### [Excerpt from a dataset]

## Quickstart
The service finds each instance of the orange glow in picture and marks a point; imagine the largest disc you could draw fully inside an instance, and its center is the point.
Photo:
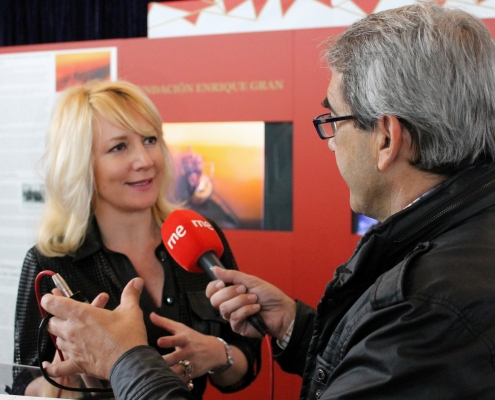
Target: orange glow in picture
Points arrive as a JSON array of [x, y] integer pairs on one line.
[[219, 170], [78, 68]]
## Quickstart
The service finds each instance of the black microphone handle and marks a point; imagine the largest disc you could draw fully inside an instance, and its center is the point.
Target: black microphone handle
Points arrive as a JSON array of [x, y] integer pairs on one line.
[[209, 260]]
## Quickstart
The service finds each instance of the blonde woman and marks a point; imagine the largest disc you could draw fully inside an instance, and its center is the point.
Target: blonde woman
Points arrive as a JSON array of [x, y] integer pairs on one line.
[[107, 172]]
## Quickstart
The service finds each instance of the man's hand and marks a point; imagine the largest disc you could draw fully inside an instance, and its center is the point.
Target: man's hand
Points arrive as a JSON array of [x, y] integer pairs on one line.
[[249, 295], [94, 338]]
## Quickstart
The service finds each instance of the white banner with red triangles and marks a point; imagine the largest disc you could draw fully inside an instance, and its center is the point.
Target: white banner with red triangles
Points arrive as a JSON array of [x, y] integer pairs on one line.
[[209, 17]]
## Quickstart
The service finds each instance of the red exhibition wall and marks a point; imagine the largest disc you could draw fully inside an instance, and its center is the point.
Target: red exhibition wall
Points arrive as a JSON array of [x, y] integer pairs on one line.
[[279, 78]]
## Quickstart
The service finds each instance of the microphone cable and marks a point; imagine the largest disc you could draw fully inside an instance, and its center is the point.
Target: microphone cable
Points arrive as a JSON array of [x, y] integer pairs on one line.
[[268, 340], [77, 296]]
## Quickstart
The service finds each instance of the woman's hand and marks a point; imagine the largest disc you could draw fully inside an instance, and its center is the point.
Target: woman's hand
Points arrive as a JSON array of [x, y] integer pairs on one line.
[[203, 352], [94, 338]]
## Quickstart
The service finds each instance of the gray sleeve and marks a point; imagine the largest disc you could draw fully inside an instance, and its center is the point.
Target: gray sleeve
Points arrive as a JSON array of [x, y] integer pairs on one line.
[[142, 374]]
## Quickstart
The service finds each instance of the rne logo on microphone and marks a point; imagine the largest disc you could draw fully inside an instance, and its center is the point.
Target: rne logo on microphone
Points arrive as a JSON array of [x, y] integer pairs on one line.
[[198, 223], [180, 231], [174, 237]]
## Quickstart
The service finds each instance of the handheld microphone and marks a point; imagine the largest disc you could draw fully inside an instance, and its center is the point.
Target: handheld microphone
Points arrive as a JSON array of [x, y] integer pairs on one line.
[[195, 245]]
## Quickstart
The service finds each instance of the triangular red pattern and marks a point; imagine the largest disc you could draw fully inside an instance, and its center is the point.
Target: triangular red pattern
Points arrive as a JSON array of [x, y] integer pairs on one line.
[[368, 6], [188, 5], [286, 4], [192, 18], [326, 2], [231, 4], [258, 6]]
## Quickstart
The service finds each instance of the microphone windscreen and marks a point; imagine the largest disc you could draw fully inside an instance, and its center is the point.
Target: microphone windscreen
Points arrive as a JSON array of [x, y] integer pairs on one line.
[[187, 235]]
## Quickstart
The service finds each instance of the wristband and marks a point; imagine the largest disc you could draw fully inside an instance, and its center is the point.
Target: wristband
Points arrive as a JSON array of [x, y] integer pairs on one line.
[[285, 340], [230, 360]]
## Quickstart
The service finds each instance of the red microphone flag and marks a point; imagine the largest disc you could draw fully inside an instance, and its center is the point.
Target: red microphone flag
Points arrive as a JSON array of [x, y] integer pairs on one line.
[[187, 235]]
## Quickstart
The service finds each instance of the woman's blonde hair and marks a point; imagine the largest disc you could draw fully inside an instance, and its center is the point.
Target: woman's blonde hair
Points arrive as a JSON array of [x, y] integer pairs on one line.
[[68, 161]]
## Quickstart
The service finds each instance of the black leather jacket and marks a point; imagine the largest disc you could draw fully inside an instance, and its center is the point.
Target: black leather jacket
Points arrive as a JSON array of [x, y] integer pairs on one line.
[[411, 315]]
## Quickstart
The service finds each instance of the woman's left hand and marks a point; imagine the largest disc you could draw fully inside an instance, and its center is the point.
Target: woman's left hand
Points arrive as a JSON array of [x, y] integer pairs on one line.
[[198, 353]]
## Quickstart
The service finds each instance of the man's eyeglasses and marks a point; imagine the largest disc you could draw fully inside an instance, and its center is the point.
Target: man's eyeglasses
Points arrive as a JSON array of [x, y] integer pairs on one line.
[[326, 125]]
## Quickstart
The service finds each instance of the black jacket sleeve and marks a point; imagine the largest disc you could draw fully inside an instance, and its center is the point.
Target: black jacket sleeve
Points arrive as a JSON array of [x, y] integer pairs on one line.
[[293, 358], [27, 321]]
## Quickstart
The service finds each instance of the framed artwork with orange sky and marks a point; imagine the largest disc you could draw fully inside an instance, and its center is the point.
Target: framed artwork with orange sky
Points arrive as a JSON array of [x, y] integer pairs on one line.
[[221, 171], [74, 68]]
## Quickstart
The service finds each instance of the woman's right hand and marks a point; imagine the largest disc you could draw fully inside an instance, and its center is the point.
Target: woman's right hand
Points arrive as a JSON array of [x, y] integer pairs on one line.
[[41, 388]]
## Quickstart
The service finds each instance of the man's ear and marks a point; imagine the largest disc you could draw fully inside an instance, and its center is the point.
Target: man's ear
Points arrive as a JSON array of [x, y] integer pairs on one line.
[[388, 141]]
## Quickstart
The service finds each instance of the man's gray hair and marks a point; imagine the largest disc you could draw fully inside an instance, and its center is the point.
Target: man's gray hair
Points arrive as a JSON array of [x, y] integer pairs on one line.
[[431, 67]]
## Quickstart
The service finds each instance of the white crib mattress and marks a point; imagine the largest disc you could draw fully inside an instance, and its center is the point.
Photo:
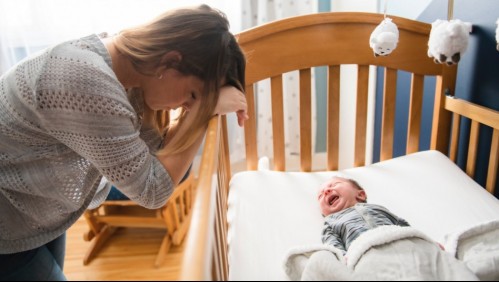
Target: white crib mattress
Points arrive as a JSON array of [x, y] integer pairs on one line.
[[271, 212]]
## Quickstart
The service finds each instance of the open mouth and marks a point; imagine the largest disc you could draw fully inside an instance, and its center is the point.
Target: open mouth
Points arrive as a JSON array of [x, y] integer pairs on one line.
[[332, 199]]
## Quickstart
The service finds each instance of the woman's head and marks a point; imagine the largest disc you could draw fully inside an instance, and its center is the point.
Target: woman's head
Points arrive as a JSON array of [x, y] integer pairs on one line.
[[187, 42], [340, 193]]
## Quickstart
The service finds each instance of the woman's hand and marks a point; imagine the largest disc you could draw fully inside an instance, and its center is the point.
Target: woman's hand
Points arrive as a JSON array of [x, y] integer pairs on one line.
[[232, 100]]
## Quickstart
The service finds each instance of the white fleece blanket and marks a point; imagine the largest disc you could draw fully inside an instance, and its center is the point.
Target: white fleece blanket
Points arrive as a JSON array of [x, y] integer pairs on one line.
[[478, 248], [384, 253]]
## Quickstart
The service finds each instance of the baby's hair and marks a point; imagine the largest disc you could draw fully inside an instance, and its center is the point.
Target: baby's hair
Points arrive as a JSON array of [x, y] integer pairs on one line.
[[357, 185]]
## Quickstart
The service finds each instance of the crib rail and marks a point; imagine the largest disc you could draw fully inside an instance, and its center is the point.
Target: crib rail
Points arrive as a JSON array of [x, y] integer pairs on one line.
[[479, 116], [205, 255]]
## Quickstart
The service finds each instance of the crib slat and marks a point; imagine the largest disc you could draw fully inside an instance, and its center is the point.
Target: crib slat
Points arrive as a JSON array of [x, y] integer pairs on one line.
[[493, 162], [305, 120], [278, 123], [333, 117], [414, 124], [250, 130], [454, 144], [472, 148], [225, 155], [388, 119], [361, 121]]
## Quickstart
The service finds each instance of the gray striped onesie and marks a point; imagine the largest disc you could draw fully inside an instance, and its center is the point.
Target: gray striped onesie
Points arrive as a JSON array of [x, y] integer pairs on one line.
[[343, 227]]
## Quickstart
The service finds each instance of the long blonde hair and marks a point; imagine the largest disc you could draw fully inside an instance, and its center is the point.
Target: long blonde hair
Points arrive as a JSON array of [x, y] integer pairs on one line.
[[209, 51]]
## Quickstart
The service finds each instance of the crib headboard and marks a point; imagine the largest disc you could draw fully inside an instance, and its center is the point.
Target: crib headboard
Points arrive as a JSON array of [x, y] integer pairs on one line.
[[325, 39], [334, 39]]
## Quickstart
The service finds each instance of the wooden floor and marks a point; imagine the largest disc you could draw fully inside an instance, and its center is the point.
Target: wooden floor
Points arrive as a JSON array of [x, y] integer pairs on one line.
[[129, 255]]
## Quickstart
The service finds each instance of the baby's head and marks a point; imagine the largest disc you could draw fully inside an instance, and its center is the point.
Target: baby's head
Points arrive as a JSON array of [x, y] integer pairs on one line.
[[340, 193]]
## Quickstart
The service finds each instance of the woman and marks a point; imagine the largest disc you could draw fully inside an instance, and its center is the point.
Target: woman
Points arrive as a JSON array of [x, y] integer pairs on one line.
[[99, 106]]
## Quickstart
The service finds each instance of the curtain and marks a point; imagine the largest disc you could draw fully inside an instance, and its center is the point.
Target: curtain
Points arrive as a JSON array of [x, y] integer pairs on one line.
[[257, 12]]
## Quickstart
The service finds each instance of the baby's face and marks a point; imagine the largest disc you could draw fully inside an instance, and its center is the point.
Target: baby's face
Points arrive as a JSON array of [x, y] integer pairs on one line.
[[337, 194]]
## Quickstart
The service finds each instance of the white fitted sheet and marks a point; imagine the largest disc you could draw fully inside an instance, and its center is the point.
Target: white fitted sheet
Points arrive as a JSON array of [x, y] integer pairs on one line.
[[271, 212]]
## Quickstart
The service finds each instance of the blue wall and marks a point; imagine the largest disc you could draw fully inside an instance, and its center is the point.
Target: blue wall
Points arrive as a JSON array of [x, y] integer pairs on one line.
[[477, 81]]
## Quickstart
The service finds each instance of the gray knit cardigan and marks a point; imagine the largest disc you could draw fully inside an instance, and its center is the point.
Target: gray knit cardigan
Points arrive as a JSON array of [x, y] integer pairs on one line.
[[66, 121]]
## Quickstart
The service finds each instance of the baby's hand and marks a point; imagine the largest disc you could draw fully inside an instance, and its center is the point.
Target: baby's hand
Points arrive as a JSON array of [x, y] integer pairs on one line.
[[441, 246]]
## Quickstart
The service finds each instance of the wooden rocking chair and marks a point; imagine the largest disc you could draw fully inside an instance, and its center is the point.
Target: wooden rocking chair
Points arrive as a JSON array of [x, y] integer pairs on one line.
[[174, 216]]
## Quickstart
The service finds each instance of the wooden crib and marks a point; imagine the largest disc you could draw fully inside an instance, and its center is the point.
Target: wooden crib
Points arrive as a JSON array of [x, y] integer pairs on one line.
[[327, 39]]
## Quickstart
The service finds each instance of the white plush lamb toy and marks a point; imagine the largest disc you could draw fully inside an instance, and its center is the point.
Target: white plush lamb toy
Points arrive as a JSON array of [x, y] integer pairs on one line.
[[448, 41], [384, 38]]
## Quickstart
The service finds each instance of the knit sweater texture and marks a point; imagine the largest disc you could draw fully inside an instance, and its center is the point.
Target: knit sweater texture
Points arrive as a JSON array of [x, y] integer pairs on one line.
[[66, 121]]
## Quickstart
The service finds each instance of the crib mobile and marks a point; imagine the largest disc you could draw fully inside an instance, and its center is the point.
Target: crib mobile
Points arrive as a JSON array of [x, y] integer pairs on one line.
[[447, 43]]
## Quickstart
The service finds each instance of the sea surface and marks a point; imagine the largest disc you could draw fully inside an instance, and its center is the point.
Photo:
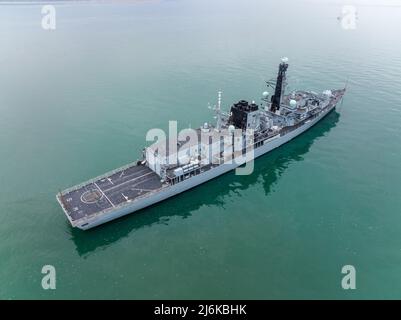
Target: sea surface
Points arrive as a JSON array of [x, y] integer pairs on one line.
[[78, 101]]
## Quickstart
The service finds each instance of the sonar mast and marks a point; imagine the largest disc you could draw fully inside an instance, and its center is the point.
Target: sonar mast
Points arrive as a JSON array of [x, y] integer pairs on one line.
[[280, 84]]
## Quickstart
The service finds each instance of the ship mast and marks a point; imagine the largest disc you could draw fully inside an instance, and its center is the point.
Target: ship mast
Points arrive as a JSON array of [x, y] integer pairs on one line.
[[280, 86]]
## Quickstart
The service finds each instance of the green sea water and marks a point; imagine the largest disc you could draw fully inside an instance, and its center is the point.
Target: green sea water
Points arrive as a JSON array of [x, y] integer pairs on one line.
[[77, 101]]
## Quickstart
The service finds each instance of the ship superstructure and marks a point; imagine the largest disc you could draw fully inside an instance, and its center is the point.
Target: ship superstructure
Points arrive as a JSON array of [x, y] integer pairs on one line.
[[171, 166]]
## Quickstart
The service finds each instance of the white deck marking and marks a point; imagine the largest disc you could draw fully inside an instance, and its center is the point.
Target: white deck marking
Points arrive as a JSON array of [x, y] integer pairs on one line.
[[119, 185], [147, 190], [104, 194]]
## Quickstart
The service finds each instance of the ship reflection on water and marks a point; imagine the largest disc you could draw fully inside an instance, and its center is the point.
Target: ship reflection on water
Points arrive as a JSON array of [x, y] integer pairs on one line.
[[268, 169]]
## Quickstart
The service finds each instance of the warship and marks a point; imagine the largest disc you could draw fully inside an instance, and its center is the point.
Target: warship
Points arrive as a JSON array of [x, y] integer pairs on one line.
[[171, 166]]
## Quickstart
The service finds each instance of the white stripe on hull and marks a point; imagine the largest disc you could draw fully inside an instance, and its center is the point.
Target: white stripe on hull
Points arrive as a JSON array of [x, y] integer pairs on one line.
[[194, 181]]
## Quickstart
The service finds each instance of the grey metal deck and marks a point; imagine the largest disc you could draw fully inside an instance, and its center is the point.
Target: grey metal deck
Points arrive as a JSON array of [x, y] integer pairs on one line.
[[110, 191]]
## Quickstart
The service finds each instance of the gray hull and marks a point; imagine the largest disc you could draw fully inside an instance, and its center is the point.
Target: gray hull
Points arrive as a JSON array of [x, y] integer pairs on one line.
[[172, 190]]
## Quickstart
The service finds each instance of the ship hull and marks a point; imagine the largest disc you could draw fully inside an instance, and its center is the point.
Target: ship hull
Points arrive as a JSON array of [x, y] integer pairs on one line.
[[170, 191]]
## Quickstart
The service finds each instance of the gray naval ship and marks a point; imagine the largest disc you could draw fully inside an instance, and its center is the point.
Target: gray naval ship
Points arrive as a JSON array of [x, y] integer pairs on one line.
[[169, 167]]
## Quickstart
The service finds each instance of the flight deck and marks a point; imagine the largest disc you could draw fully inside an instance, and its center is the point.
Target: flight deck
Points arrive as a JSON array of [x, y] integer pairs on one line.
[[109, 191]]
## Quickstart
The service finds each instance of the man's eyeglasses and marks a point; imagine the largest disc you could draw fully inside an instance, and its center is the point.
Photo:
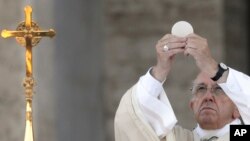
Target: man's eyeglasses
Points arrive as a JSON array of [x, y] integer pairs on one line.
[[201, 90]]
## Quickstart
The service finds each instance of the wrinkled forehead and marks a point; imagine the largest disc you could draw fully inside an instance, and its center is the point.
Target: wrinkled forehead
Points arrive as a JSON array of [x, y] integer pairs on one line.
[[203, 78]]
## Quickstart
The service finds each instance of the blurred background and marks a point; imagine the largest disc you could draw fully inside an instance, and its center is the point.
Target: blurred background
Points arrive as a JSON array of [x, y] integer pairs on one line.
[[100, 50]]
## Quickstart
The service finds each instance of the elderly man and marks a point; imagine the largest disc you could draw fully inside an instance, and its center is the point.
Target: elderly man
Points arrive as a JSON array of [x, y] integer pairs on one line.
[[221, 96]]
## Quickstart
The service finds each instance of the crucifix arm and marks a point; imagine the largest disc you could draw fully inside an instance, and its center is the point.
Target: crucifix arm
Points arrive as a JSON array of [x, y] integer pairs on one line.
[[49, 33], [7, 34]]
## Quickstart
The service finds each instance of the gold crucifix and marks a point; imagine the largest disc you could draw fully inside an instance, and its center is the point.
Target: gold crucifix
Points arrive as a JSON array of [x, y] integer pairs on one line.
[[28, 34]]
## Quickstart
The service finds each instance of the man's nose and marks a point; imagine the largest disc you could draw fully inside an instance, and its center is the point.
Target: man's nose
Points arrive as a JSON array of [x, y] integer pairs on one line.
[[209, 95]]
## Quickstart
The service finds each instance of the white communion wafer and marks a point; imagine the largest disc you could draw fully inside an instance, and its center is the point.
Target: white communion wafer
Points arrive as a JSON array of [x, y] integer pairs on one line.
[[182, 29]]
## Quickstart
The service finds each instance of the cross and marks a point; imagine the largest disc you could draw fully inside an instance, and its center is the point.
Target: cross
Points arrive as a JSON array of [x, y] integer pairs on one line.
[[28, 35]]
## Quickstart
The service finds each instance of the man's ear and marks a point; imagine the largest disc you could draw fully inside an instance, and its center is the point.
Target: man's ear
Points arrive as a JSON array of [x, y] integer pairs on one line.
[[191, 104], [236, 113]]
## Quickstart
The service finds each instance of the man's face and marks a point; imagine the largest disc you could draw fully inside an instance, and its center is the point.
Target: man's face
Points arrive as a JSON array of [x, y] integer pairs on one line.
[[211, 106]]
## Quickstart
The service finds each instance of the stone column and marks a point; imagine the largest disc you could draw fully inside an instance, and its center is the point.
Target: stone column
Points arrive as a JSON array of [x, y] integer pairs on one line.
[[12, 72], [78, 69]]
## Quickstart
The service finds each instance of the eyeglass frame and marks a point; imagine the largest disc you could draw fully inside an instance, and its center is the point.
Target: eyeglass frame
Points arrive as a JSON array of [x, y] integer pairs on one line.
[[212, 90]]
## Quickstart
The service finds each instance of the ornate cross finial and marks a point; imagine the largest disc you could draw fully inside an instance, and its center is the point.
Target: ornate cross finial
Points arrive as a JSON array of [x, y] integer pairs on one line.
[[28, 34]]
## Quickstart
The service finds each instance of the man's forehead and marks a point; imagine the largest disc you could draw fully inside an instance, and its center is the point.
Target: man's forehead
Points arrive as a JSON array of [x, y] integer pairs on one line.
[[203, 78]]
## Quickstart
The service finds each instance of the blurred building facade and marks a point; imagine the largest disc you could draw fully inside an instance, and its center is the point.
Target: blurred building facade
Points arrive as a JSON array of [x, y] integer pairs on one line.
[[100, 50]]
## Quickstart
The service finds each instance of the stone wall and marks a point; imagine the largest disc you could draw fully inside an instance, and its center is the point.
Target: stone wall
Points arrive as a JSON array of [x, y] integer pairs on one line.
[[131, 30]]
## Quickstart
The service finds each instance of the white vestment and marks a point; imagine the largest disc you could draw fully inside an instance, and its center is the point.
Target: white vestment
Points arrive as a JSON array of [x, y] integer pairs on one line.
[[138, 118]]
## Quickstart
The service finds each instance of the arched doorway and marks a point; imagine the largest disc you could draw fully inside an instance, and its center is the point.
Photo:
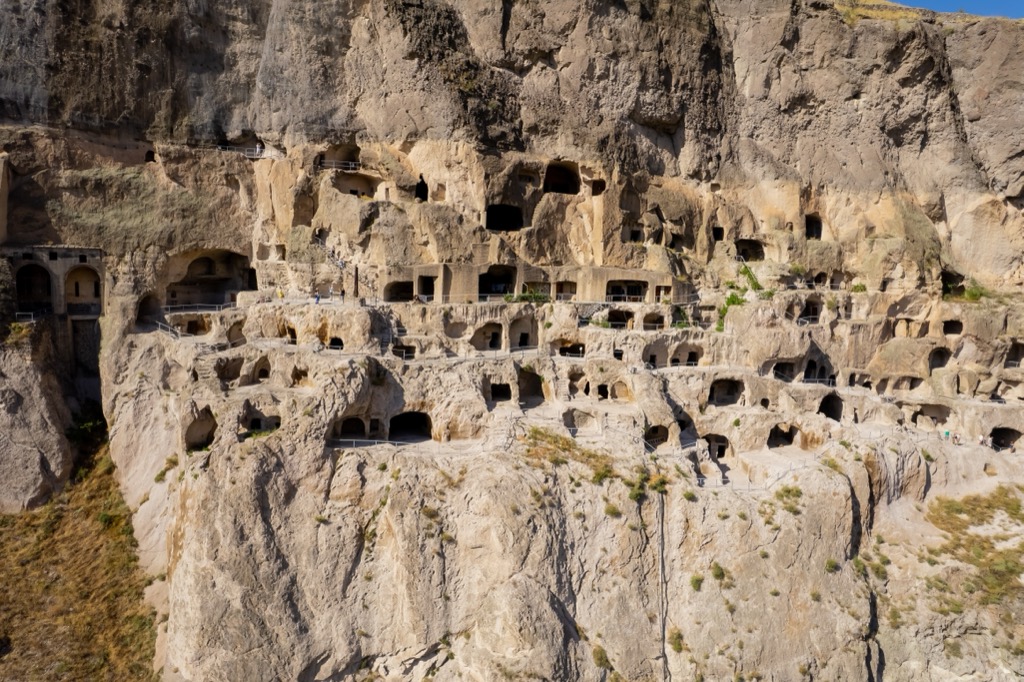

### [The exercise]
Transcribe the rows from the very beginning up to and including the line with "[[219, 170], [78, 68]]". Leave out the pictures.

### [Correct result]
## Quickstart
The service finds each instance of the orange glow in picture and marks a point; imagine the largest disc you could draw fully inside an instance, and its center is the point.
Photo:
Target: orange glow in picture
Points arrive as a JSON array of [x, y] integer pairs on one line.
[[219, 170], [78, 68]]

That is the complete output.